◆ Set exercise A:
List every line of the records that contains the string "tail", treating uppercase and lowercase as distinct.

XTRA v2.0 — Web Reconnaissance Tool

XTRA is a multi-page web reconnaissance tool written in pure Bash. It crawls entire sites not just one page, and extracts emails, phone numbers, social profiles, links, metadata, HTTP headers, HTML comments, and technology stack information. Results are saved in organized output files with optional JSON and CSV export.

What's New in v2.0

Feature	v1.0	v2.0
Pages scanned	1	Up to 500+ (configurable)
Phone accuracy	High false-positive rate	`tel:` href priority + international format
Social profiles	✗	✓ 12 platforms
Technology detection	✗	✓ 40+ signatures
HTTP header analysis	✗	✓ Raw + security gap report
HTML comment extraction	✗	✓
robots.txt / sitemap.xml	✗	✓ Auto-fetched, URLs queued
JSON export	✗	✓
CSV export	✗	✓
Internal vs external links	✗	✓ Split automatically
Quiet / verbose modes	✗	✓
Crawl rate limiting	✗	✓ Configurable delay

Features

Crawler

Recursive multi-page crawl with configurable depth and page limit
Visited-URL tracking to prevent loops
Domain scoping — stays on the target site, does not wander to third parties
Polite request delay between pages (configurable)

◆ Supplied material:
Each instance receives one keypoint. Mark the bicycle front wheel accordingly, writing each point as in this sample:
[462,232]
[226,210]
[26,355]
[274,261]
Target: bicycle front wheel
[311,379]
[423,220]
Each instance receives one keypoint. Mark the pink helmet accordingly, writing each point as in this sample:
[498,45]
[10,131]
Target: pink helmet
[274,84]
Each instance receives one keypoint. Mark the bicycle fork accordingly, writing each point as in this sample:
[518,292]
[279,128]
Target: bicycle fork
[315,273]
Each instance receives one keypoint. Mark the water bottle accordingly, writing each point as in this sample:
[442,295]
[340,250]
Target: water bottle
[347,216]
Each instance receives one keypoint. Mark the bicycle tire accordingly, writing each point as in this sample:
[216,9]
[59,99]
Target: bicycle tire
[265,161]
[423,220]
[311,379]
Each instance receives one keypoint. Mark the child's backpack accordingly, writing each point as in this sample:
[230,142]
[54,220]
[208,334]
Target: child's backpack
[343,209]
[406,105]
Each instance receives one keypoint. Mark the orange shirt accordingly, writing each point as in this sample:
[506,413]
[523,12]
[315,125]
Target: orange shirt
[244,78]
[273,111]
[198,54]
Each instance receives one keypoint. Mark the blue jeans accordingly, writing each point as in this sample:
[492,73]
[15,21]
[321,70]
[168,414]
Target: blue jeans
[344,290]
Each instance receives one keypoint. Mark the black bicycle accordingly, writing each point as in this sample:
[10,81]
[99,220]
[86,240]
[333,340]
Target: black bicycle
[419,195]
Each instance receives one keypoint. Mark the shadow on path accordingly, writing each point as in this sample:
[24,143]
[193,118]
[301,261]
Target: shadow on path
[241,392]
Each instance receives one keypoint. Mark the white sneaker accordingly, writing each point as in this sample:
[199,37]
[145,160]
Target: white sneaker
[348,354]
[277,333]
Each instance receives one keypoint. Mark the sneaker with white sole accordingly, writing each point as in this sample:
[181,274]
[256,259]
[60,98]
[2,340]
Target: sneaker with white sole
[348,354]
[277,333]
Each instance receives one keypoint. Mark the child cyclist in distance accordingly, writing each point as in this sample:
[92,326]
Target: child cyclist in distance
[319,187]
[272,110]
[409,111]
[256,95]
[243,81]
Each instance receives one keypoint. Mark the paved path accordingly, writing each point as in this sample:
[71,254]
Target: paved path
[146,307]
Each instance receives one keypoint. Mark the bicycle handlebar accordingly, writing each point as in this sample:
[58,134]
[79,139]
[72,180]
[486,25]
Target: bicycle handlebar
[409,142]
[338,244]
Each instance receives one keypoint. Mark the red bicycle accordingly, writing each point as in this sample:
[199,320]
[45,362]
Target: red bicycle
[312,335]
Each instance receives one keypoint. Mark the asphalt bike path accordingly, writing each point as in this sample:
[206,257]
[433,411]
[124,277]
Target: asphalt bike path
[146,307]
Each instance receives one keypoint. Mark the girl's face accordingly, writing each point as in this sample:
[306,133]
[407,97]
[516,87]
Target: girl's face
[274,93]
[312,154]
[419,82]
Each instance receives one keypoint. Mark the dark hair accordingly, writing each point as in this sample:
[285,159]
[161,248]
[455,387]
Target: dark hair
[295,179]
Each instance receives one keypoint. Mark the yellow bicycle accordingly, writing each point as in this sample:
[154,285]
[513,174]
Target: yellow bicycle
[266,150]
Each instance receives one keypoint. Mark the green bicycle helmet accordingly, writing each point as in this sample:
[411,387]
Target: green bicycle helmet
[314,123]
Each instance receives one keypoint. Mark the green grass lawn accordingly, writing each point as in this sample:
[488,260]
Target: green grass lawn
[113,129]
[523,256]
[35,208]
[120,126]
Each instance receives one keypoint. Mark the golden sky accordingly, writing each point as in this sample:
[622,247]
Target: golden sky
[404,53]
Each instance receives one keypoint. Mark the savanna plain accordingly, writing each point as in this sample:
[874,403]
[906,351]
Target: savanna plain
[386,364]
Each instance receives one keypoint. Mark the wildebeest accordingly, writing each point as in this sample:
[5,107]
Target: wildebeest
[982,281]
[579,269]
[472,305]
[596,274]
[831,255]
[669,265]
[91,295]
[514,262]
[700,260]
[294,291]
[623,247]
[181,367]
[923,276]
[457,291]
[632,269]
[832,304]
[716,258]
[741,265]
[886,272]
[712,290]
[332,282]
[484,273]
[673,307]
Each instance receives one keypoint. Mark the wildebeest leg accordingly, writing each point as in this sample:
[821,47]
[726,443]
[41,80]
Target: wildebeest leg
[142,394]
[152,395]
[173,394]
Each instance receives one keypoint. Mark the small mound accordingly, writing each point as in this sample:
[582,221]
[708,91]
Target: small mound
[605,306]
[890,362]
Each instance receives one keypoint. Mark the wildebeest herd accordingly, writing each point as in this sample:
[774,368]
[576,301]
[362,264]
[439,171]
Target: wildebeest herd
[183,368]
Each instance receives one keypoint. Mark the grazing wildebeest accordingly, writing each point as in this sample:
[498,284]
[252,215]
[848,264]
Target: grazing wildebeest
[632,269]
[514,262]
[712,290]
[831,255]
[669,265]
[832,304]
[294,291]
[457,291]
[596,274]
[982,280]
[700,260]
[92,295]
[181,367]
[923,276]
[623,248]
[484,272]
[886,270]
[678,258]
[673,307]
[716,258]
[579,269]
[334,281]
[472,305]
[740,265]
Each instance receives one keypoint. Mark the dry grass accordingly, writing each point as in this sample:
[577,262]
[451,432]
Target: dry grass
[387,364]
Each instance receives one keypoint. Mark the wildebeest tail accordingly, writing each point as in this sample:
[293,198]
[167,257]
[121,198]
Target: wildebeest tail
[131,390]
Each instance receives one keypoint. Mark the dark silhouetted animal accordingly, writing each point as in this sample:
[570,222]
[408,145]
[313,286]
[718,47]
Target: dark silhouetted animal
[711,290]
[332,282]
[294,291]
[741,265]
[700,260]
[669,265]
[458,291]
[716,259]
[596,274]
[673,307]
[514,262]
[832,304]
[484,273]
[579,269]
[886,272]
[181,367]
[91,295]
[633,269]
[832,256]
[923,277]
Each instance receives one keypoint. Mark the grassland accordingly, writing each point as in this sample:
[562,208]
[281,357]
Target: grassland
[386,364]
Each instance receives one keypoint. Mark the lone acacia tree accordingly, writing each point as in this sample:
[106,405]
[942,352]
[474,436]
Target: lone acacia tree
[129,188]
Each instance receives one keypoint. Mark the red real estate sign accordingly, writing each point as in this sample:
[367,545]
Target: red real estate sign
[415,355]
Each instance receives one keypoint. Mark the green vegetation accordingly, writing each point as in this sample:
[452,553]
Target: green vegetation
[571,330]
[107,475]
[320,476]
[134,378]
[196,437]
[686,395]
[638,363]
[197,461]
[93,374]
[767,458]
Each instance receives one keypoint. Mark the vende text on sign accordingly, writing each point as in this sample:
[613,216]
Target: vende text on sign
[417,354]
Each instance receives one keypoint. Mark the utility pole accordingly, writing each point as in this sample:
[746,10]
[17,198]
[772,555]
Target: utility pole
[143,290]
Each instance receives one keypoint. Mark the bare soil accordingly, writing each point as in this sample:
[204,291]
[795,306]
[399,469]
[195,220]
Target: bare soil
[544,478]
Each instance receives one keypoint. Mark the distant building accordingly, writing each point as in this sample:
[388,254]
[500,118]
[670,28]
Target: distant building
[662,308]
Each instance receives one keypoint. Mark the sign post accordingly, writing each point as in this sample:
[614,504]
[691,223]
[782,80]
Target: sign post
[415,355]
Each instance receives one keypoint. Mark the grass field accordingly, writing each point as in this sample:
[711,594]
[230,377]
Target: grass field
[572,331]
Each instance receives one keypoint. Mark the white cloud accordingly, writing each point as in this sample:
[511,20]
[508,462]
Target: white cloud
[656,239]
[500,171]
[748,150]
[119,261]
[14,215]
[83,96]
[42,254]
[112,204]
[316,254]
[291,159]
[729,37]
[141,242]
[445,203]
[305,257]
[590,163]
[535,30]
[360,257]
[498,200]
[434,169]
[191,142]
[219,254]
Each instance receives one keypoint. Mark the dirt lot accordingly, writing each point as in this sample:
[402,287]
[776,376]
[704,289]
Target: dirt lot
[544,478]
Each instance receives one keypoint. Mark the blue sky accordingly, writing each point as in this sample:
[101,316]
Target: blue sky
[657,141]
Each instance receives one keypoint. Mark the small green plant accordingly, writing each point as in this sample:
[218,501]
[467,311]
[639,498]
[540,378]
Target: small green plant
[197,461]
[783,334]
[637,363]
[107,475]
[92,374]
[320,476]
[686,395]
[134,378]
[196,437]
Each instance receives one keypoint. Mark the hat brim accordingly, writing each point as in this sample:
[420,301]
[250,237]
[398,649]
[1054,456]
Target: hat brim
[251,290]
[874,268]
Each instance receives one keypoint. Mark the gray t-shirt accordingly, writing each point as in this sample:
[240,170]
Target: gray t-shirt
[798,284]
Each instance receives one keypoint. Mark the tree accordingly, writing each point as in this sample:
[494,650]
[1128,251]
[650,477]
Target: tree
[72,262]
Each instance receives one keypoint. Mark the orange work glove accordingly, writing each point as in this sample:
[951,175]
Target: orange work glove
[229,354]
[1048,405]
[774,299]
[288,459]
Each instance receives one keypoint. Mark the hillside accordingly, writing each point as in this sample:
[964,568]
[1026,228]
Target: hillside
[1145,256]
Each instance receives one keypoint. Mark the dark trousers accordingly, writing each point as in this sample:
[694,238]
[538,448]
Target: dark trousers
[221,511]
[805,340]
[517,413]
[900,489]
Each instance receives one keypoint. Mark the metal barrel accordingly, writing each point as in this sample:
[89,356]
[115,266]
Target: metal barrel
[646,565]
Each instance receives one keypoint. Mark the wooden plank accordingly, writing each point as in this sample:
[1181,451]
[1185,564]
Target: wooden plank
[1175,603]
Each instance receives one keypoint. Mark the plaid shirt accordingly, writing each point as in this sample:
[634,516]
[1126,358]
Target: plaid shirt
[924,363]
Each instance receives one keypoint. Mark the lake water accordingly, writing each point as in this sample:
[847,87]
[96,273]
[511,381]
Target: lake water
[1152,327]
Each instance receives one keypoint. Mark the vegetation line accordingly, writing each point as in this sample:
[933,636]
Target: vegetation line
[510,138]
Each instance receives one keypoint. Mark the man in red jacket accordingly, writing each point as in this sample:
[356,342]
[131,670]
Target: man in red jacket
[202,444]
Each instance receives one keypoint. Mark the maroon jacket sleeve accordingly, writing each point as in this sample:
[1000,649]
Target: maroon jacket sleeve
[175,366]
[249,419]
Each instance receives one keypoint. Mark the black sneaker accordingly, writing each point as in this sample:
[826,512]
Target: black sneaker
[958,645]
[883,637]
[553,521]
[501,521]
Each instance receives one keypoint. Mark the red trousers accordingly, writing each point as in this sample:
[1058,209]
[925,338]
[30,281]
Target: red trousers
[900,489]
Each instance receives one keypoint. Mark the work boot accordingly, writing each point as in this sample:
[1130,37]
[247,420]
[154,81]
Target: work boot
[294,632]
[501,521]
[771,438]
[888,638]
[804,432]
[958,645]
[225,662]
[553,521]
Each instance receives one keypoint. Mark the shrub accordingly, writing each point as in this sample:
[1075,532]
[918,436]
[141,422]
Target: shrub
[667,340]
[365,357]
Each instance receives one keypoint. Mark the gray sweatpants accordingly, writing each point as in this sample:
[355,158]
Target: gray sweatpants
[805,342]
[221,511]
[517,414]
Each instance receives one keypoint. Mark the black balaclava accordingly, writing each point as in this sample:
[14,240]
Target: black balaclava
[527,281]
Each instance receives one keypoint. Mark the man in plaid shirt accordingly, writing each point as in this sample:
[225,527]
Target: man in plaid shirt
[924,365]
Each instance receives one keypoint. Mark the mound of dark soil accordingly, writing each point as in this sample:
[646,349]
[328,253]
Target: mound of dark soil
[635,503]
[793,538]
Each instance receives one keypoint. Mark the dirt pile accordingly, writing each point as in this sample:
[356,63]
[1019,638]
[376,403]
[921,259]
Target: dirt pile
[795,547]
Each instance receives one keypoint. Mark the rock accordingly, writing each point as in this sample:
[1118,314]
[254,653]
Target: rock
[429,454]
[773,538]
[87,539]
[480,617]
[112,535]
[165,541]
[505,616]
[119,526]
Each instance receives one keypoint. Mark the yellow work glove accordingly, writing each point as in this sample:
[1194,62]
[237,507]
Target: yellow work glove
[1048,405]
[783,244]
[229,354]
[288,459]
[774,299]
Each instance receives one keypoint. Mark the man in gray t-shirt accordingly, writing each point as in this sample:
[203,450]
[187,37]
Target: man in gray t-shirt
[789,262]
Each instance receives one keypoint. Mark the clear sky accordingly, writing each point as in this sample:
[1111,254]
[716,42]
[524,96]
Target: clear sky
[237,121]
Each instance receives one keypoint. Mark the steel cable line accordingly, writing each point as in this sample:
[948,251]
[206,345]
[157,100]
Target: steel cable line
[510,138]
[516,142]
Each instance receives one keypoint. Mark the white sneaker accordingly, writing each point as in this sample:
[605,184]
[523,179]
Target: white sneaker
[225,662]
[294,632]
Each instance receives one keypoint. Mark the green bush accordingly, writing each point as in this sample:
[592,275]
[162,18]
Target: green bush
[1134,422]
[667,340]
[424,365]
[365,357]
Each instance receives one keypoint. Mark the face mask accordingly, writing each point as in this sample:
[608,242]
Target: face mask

◆ Set exercise B:
According to the XTRA description, how many social media platforms does version 2.0 detect profiles on?

◆ Task solution A:
Each instance receives one keypoint. Mark the wildebeest tail accordingly, writing each point as in this sample:
Target: wildebeest tail

◆ Task solution B:
12 platforms.